■ **PARTIES DE L'EXERCICE**
1. Dans l'entretien sur le Brexit et la Premier League, quel organisme Raffaele Poli dirige-t-il ?
2. Prolongez l'entretien sur le Brexit et la Premier League à partir de sa dernière phrase.
═══ EXTRAIT À LIRE ═══
Raffaele Poli : «La Premier League n’a peur de rien…»
Le responsable de l’Observatoire du Football du CIES décrypte la portée du Brexit sur la Premier League et le football européen en général. Elle sera minime, selon lui, dans un secteur important pour l’économie anglaise.
Raffaele Poli est docteur en sciences humaines des universités de Neuchâtel et de Franche-Comté. Il dirige l’Observatoire du football du Centre international d'étude du sport (CIES), qui analyse le marché des transferts et les performances des joueurs.
Quelle va être, selon vous, l’ampleur du Brexit sur le foot anglais et européen ?
J’ai quelques doutes sur son impact réel dans une industrie spécifique comme celle du football. Les questions liées à l’immigration sont certes au cœur de cette décision. Mais l’Angleterre va-t-elle imposer des contraintes plus fortes sur un des secteurs qui fait la richesse de ses clubs, de son économie, et qui représente un des premiers produits d’exportation? Je vois mal comment, même politiquement, ce pays irait entraver la liberté de la concurrence, du marché, de la libre circulation dans la mesure où ce ne sont pas les autres qui vont interdire à leurs ressortissants d’aller en Angleterre, et bien au contraire. Donc ce point de vue-là, cela m’étonnerait que la Premier League ou l’État anglais aillent restreindre de manière trop importante la libre circulation des joueurs.
« Le Brexit ne va pas changer grand-chose »
En mars 2015, la Fédération anglaise a pourtant durci les conditions d’obtention du permis de travail par les joueurs extracommunautaires…
Franchement, cela s’est toujours joué aux marges. Soi-disant ils ont mis des contraintes un peu plus élevées pour les joueurs non communautaires. Et au final, il y a toujours des exceptions. Le cœur du principe d’ouverture aux étrangers est resté. En réalité, comme d’habitude, les Anglais font en sorte de ne pas restreindre l’accès. Il y a une petite tendance à être un peu plus restrictif, mais mon impression est que le Brexit ne va pas changer grand-chose.
═══ LIGNES DE DONNÉES ═══
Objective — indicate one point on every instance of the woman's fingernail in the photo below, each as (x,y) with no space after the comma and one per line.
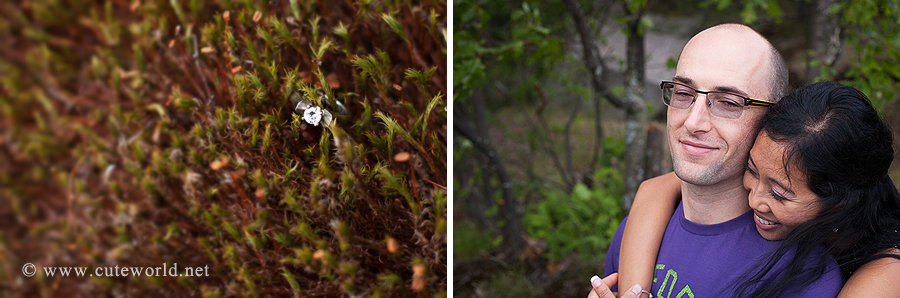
(636,289)
(595,281)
═══
■ **RÉPONSES AUX CONSIGNES**
1. Il dirige l'Observatoire du football du Centre international d'étude du sport (CIES).

2.
Est-ce que le Brexit n’a pas traduit un repli d’une partie des classes populaires, représentées dans le public du foot par ceux qui ont du mal à accepter la mondialisation de la Premier League?
Il est clair que le but de La Premier League a consisté à en réserver l’accès à un milieu plutôt aisé. En Angleterre, il y a une paupérisation des classes moyennes, avec beaucoup de pression sur les salariés, avec un capital qui circule librement et se concentre de plus en plus, avec des États qui perdent de leurs prérogatives, sont mis en concurrence entre eux ou contrôlés par des lobbies. Il y a des cercles de privilégiés. L’Union européenne a probablement symbolisé tous ces aspects-là.
La Premier League aussi, pour une partie de la population ?
À mon avis non. Les stades sont pleins, les gens sont tout autant attachés à leur club et ne restent pas passifs, on le voit avec les supporters qui se groupent pour racheter des clubs. De fait, la Premier League sert d’apprentissage aux bienfaits de la mondialisation. Ce sont les clubs anglais qui sont devenus dominants, en tout cas d’un point de vue économique.
« La Premier League a suivi une logique impériale »
Mais pas l’équipe d’Angleterre…
Il y a plus de vingt ans, avant l’arrêt Bosman, la Fédération anglaise a donné beaucoup d’importance et de droits à la Ligue, et elle le regrette aujourd’hui. Elle pensait qu’une Premier League forte ferait une équipe nationale forte. C’était une erreur stratégique qui est aujourd’hui difficilement rattrapable. La Premier League est le chantre du libre marché et d’une certaine forme d’impérialisme. Elle est devenue tellement puissante que si la Fédération a des velléités de restreindre trop la libre circulation des joueurs étrangers, la Ligue trouvera le moyen de contrecarrer ses velléités.
Le Brexit va donc illustrer peut-être encore plus la puissance du foot anglais?
La Premier League est arrivée à un niveau tel de puissance globale… S’il y avait une vraie volonté de la Fédération anglaise, de l’État, de l’UEFA, de la FIFA, des autres fédérations de l’amoindrir, OK. Mais puisqu’il n’y a pas en face de front uni, la Premier League n’a peur de rien. Et elle a raison: les Anglais ont occupé un marché, ont planté un drapeau, et ils sont loin d’avoir exploité tout le potentiel. Évidemment, le Brexit affaiblit la livre, mais cela ne va pas stopper l’inflation, juste la freiner.
La Premier League serait donc devenue le porte-drapeau de l’empire britannique?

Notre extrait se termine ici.